• [WHAT IS NEEDED]: Count the lines in the data below that contain the word "large", and reply with the number alone.

• [DATA SHOWN]:

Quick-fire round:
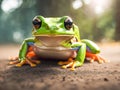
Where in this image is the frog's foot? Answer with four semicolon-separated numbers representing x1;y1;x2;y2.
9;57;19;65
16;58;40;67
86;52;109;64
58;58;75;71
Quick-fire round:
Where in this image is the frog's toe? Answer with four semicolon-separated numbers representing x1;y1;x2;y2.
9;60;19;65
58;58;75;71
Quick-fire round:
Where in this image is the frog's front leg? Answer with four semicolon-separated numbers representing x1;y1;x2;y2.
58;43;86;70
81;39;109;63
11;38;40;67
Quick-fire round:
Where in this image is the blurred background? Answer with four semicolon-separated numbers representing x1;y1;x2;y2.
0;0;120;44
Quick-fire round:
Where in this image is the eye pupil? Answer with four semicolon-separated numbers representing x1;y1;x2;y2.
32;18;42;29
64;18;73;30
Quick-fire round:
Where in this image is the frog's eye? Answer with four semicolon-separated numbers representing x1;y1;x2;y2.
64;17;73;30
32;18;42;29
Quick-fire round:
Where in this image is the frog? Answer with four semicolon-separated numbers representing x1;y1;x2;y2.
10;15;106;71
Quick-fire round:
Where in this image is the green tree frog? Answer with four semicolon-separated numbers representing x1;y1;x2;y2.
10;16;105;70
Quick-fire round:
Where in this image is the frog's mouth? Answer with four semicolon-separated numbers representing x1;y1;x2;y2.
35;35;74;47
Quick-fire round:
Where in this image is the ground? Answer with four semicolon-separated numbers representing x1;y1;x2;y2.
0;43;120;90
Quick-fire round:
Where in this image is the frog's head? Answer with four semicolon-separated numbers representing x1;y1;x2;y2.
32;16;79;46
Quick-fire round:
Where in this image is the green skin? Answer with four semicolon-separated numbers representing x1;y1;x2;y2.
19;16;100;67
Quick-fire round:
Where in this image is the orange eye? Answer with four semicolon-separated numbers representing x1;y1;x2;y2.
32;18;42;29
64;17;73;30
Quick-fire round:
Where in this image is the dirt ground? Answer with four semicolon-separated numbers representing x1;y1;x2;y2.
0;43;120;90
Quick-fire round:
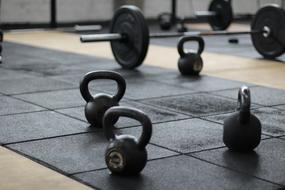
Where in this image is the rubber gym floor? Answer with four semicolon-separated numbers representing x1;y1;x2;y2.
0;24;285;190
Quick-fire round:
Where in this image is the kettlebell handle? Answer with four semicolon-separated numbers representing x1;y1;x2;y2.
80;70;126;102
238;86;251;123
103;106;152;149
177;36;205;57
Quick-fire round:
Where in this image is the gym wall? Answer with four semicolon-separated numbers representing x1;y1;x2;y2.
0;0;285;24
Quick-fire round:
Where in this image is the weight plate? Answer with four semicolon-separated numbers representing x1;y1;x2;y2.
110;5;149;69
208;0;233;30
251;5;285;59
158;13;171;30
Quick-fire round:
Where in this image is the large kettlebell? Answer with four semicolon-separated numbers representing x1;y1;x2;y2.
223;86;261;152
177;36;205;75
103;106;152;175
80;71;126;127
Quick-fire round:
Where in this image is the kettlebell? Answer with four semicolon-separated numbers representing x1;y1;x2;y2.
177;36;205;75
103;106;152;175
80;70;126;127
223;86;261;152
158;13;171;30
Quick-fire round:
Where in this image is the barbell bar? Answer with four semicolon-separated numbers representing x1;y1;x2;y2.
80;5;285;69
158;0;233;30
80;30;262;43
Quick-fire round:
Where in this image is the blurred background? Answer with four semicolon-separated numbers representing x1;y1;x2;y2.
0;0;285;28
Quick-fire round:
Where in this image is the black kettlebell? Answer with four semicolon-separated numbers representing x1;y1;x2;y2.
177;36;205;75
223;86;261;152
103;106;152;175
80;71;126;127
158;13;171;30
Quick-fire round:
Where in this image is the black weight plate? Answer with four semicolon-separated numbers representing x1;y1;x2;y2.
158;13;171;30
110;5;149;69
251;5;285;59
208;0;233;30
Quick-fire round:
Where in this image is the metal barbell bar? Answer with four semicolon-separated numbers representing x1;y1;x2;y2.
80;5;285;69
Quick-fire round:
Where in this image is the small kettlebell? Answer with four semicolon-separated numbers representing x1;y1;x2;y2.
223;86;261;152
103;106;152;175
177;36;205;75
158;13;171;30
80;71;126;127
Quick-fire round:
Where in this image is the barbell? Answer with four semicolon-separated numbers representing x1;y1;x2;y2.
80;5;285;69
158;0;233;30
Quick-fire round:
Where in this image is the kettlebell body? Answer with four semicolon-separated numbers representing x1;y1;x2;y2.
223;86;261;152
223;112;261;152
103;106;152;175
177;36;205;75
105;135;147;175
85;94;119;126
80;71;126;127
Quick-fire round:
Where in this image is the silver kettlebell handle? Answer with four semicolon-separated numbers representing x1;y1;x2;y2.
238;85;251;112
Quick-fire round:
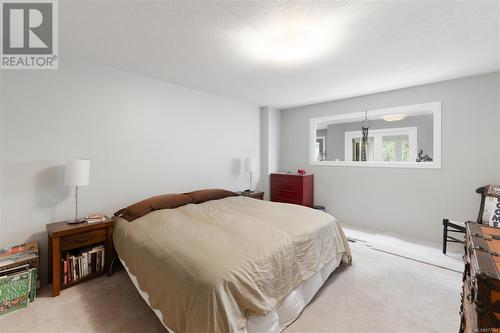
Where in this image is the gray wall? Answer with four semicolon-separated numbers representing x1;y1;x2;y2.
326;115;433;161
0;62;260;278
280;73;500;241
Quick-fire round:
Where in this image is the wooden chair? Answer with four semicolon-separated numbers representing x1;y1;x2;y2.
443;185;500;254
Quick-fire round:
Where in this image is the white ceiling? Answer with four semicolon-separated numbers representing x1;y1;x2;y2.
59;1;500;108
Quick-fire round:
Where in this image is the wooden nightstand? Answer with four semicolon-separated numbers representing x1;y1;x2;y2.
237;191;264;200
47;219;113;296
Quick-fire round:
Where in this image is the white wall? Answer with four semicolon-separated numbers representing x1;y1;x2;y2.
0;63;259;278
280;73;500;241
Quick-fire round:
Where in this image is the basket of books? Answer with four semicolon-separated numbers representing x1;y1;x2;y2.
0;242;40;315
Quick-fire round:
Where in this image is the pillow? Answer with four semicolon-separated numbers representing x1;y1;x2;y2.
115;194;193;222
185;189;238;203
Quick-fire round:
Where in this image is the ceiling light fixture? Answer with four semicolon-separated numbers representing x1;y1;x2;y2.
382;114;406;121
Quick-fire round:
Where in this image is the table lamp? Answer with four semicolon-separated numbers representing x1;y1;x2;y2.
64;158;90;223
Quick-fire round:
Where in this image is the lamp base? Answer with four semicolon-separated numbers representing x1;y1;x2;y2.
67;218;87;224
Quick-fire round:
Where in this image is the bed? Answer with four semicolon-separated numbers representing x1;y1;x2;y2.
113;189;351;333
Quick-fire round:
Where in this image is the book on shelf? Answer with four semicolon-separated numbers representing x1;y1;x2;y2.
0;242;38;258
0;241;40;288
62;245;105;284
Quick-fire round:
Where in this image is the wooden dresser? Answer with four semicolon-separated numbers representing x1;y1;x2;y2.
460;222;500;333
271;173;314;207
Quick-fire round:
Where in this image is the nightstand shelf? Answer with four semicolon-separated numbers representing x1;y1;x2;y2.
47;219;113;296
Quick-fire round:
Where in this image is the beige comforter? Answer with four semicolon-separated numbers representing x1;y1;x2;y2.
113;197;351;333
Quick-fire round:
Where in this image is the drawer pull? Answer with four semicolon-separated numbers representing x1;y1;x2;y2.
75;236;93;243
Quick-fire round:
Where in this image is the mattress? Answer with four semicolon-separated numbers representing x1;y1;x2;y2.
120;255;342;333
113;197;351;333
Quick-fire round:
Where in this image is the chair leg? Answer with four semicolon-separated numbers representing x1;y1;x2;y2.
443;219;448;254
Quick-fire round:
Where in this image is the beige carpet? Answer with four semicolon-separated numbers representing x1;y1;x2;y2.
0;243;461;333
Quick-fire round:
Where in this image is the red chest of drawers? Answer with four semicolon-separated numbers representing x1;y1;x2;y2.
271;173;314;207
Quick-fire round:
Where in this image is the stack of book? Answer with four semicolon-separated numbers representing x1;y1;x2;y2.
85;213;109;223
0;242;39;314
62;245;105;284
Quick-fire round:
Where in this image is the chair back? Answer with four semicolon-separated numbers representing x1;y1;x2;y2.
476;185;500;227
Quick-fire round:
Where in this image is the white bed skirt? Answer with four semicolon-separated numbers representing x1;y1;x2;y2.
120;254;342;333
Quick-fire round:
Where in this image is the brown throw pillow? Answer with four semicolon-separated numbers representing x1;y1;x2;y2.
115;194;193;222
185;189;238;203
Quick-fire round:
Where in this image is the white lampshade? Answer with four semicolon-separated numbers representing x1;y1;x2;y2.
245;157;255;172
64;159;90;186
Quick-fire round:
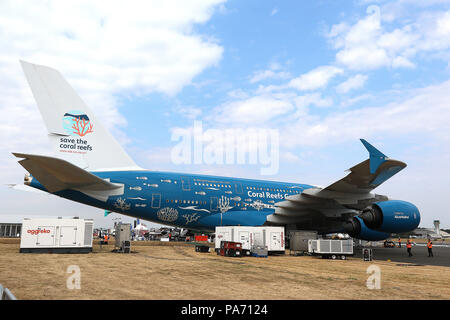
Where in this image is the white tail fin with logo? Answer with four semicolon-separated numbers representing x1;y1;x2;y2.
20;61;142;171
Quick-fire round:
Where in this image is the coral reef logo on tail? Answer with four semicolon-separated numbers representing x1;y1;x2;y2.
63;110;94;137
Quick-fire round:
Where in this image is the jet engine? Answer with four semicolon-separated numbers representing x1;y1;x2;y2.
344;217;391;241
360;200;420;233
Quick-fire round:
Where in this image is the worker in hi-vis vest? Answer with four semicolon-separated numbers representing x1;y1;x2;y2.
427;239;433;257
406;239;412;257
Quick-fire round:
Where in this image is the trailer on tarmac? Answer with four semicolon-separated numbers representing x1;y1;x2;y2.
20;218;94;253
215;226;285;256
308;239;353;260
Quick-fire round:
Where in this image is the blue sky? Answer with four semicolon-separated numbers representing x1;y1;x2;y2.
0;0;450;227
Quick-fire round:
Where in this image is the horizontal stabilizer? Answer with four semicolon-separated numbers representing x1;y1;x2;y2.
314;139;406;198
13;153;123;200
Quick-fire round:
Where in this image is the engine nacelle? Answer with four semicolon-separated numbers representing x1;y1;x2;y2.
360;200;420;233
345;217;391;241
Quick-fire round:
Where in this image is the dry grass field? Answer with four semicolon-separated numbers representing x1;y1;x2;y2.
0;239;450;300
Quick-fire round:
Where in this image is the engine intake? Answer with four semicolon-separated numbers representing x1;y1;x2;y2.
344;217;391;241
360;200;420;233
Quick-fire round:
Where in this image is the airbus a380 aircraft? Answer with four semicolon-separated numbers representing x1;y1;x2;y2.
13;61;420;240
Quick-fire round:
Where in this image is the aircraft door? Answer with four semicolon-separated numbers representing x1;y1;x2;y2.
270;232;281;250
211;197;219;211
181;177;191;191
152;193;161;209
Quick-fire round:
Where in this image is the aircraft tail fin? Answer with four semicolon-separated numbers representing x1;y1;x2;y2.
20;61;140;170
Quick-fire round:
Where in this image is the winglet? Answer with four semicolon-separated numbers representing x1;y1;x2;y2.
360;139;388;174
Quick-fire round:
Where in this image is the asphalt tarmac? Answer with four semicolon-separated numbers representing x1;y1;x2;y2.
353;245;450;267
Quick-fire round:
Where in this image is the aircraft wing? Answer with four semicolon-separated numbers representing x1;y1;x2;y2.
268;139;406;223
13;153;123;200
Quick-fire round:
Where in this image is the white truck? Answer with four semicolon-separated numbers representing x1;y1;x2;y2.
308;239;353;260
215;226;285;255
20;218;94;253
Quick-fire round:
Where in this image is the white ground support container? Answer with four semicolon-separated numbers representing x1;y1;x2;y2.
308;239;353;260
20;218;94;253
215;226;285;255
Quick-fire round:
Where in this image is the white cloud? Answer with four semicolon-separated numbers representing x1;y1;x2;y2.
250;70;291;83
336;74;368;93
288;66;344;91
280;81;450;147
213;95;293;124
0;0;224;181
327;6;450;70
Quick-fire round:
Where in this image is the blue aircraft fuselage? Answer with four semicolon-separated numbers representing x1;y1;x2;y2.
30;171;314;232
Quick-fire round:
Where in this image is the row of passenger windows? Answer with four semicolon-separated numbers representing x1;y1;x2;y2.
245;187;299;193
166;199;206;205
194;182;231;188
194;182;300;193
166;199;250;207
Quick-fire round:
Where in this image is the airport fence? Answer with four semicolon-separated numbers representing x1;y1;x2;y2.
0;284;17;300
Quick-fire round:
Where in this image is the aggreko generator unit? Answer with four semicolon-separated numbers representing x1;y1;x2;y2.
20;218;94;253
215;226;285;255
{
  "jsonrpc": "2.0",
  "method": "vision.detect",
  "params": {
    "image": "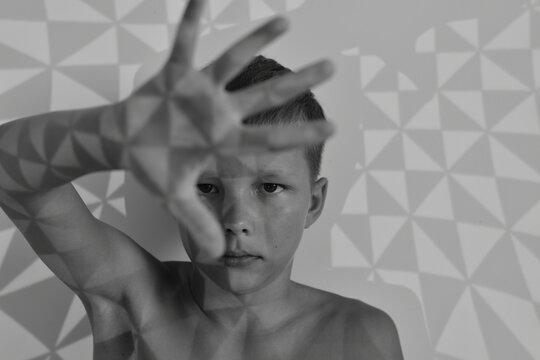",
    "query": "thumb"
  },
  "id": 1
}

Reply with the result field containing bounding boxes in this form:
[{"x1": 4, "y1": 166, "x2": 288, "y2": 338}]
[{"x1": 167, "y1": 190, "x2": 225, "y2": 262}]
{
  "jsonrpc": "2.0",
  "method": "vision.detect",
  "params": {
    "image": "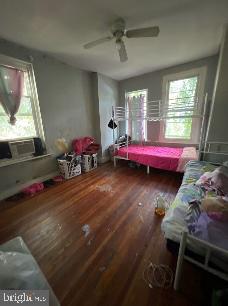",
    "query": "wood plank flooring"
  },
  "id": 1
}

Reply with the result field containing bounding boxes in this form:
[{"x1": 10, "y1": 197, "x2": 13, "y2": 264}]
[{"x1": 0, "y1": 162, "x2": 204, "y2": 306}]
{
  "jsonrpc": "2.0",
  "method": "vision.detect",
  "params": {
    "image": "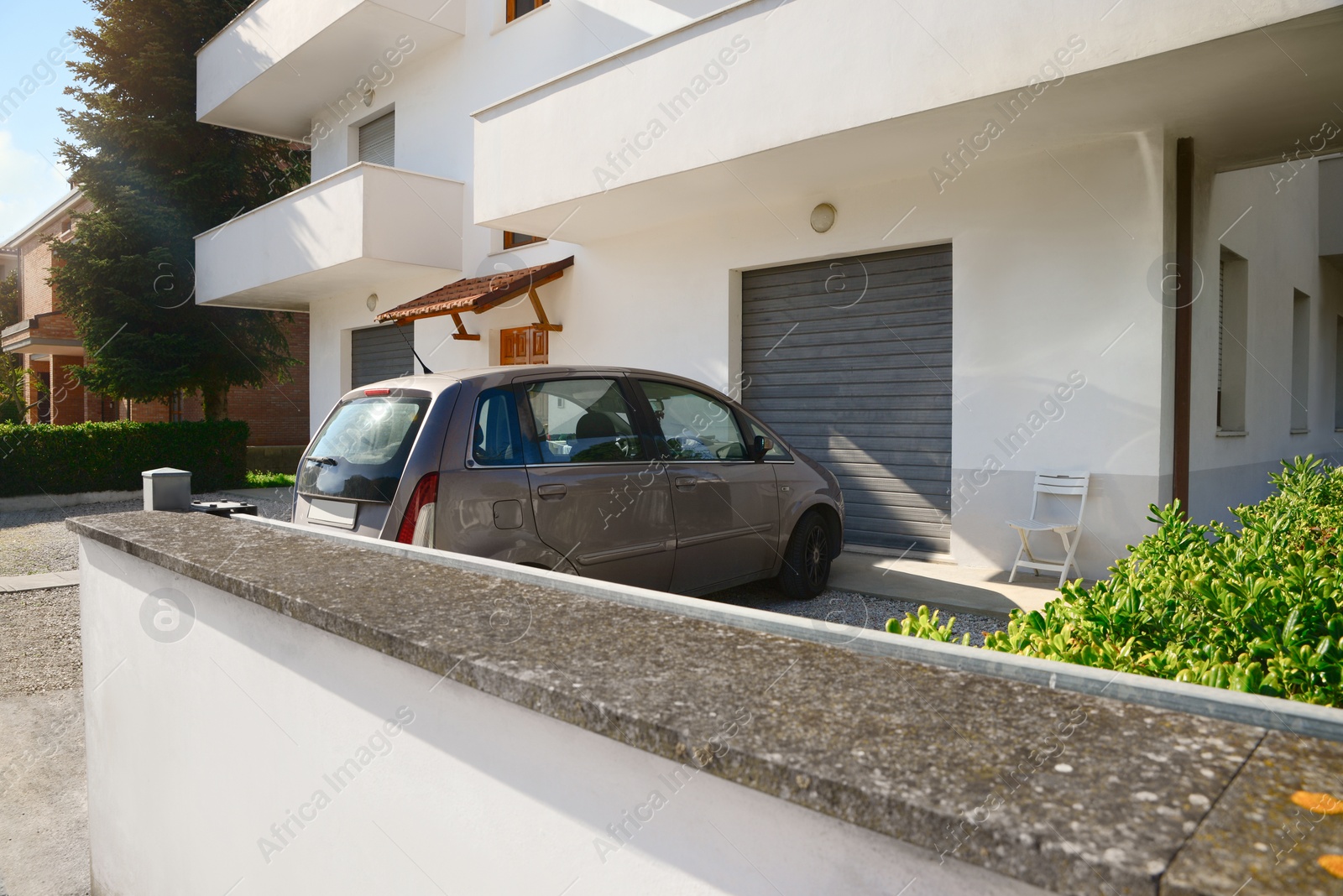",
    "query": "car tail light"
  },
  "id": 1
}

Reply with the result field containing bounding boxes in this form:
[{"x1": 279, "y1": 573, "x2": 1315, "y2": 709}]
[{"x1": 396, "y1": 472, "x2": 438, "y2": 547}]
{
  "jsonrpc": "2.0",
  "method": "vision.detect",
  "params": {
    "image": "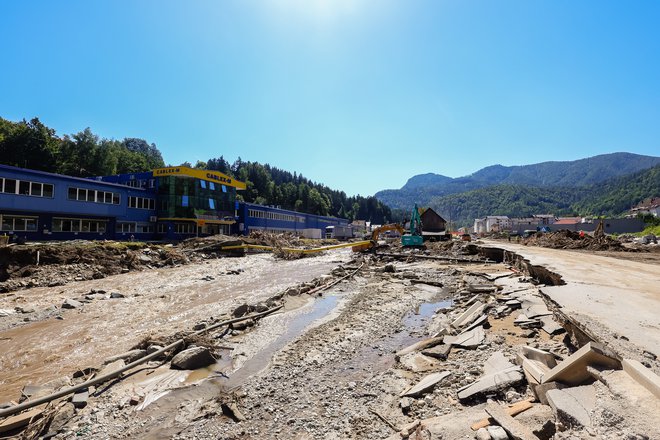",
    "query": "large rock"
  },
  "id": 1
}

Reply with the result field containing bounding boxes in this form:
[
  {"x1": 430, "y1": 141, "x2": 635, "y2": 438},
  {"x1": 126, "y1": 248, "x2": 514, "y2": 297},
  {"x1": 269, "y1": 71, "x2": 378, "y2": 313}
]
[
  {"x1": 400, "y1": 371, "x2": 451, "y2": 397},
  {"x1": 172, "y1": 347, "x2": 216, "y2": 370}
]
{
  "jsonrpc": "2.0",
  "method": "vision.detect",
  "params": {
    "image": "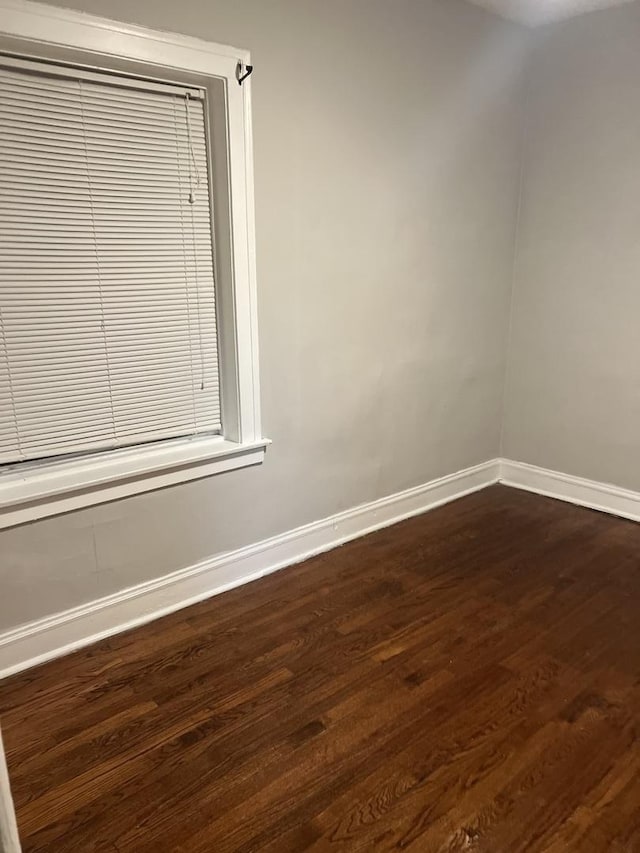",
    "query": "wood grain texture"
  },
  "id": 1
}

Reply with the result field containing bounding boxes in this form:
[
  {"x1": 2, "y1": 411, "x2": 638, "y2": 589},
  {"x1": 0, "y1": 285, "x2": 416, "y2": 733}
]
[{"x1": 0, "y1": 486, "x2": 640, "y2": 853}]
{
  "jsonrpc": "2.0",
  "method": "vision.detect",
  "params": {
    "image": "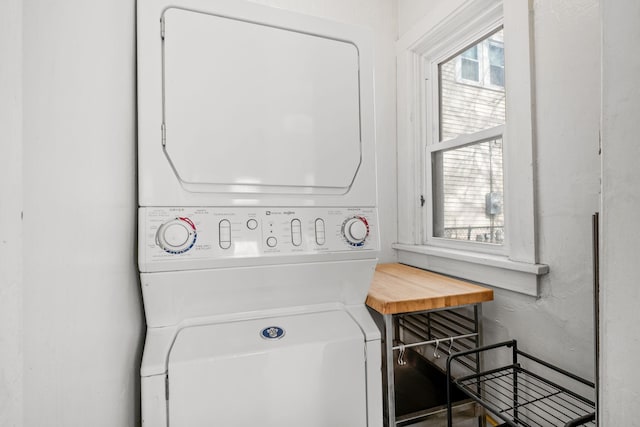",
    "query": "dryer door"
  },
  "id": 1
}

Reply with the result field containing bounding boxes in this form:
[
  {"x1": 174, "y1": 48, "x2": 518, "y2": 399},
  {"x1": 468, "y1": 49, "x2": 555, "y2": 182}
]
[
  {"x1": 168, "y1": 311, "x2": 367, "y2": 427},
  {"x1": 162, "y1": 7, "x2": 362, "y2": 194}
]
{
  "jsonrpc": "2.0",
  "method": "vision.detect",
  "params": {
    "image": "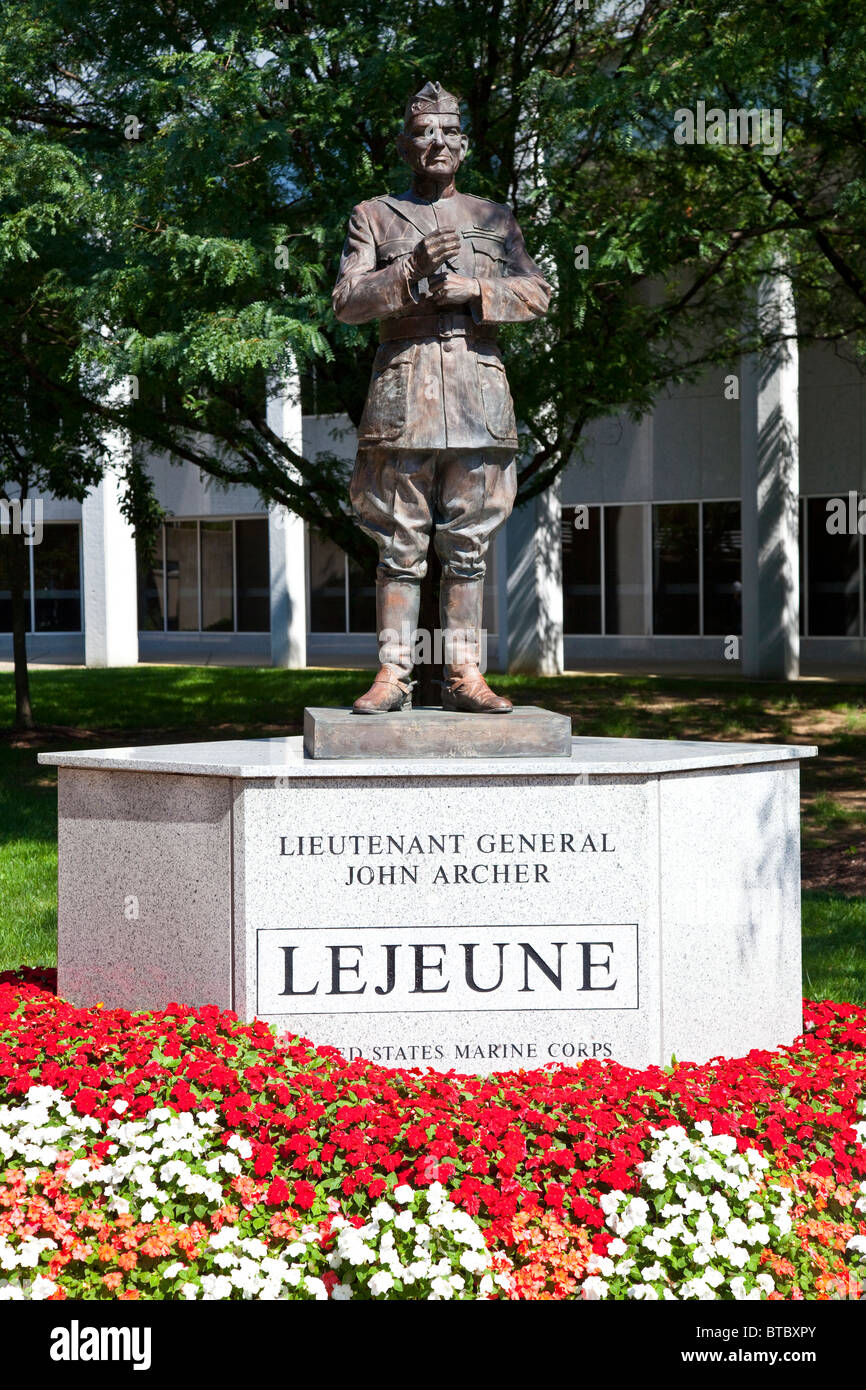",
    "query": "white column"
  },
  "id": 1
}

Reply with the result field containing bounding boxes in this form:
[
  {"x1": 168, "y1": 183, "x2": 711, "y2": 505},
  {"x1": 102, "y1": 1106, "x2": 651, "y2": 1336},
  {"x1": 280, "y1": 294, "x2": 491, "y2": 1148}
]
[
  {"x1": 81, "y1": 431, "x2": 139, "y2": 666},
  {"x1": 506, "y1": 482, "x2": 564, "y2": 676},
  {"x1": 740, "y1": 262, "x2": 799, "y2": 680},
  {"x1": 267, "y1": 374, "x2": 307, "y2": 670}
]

• [SOLUTION TO THIS PROBLEM]: 2